## OBJECTIVE
Nothing should be left out: output all of the entries exactly.
___ RECORD EXTRACTS ___
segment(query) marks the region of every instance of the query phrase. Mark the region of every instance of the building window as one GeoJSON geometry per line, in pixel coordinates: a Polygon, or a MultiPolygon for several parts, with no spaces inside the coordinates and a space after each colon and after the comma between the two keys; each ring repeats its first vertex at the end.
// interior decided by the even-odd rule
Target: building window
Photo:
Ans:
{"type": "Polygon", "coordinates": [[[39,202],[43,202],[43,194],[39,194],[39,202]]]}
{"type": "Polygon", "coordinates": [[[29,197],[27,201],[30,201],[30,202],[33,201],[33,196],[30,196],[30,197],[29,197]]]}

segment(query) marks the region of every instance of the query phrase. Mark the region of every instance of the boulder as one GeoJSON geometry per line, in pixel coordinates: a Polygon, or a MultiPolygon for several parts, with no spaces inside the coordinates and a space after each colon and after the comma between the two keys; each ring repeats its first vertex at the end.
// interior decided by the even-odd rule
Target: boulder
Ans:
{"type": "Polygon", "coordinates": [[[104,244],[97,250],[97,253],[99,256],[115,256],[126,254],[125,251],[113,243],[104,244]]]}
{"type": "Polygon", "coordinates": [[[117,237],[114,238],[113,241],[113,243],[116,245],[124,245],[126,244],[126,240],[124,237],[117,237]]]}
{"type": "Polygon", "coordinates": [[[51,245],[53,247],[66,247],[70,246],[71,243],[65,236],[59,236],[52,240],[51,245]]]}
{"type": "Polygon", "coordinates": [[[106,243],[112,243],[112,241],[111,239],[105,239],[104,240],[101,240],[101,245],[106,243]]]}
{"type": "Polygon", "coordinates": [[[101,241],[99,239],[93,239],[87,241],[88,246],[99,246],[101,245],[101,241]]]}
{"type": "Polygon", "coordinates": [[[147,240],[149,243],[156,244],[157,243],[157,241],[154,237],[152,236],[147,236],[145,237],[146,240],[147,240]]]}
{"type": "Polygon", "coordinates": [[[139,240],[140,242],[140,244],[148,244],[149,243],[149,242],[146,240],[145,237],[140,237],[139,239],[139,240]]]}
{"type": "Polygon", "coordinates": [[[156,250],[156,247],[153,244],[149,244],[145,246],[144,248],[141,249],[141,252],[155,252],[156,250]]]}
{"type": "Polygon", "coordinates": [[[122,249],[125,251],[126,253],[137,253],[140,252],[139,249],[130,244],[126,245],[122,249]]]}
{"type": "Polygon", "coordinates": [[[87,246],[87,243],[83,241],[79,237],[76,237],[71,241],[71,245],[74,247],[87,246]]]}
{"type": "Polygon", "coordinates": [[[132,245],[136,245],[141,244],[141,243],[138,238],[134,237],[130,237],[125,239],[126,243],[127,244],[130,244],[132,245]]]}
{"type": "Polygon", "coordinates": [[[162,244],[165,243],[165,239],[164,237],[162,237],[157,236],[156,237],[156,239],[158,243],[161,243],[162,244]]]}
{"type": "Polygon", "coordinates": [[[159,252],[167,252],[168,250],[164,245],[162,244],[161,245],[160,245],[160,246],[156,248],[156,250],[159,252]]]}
___
## WRITTEN SOLUTION
segment(query) marks the region of every instance of the query phrase. Mark the region of every instance of the building window as one GeoJSON geometry per line, in pixel coordinates: a Polygon, or a MultiPolygon for several parts, with no spaces inside the coordinates and a space after each colon and after the comma between the two keys; each ring repeats its first vertex at the end.
// interior decided by the even-odd rule
Target: building window
Photo:
Ans:
{"type": "Polygon", "coordinates": [[[39,202],[43,202],[43,194],[39,194],[39,202]]]}
{"type": "Polygon", "coordinates": [[[29,197],[27,201],[30,201],[30,202],[33,201],[33,196],[30,196],[30,197],[29,197]]]}

segment(query) marks the region of every instance of the query phrase. Mark the region of every instance of the boulder as one GeoJSON geometry per line, in pixel coordinates: a Polygon, or a MultiPolygon for several parts, with no spaces inside the coordinates and a space after each colon and after the comma between the two keys; each ring repeats its first vertex at the end.
// interior decided by the even-odd rule
Target: boulder
Ans:
{"type": "Polygon", "coordinates": [[[104,244],[97,250],[97,253],[99,256],[115,256],[126,254],[125,251],[113,243],[104,244]]]}
{"type": "Polygon", "coordinates": [[[117,237],[114,238],[113,241],[113,243],[116,245],[124,245],[126,244],[126,240],[124,237],[117,237]]]}
{"type": "Polygon", "coordinates": [[[51,245],[53,247],[66,247],[70,246],[71,243],[65,236],[59,236],[52,240],[51,245]]]}
{"type": "Polygon", "coordinates": [[[106,243],[112,243],[112,241],[111,239],[105,239],[104,240],[101,240],[101,245],[106,243]]]}
{"type": "Polygon", "coordinates": [[[101,241],[99,239],[93,239],[87,241],[88,246],[99,246],[101,245],[101,241]]]}
{"type": "Polygon", "coordinates": [[[147,240],[149,243],[156,244],[157,243],[157,241],[154,237],[152,236],[147,236],[145,237],[146,240],[147,240]]]}
{"type": "Polygon", "coordinates": [[[139,240],[140,242],[140,244],[148,244],[149,243],[149,242],[146,240],[145,237],[140,237],[139,239],[139,240]]]}
{"type": "Polygon", "coordinates": [[[156,250],[156,247],[153,244],[149,244],[145,246],[144,248],[141,249],[141,252],[155,252],[156,250]]]}
{"type": "Polygon", "coordinates": [[[122,249],[125,251],[126,253],[137,253],[140,252],[139,249],[130,244],[126,245],[122,249]]]}
{"type": "Polygon", "coordinates": [[[87,246],[87,243],[83,241],[79,237],[76,237],[71,241],[71,245],[74,247],[87,246]]]}
{"type": "Polygon", "coordinates": [[[132,245],[136,245],[141,244],[141,243],[138,238],[134,237],[130,237],[125,239],[126,243],[127,244],[130,244],[132,245]]]}
{"type": "Polygon", "coordinates": [[[162,244],[165,243],[165,239],[164,237],[162,237],[157,236],[156,237],[156,239],[158,243],[161,243],[162,244]]]}
{"type": "Polygon", "coordinates": [[[159,252],[167,252],[168,250],[164,245],[162,244],[161,245],[160,245],[160,246],[156,248],[156,250],[159,252]]]}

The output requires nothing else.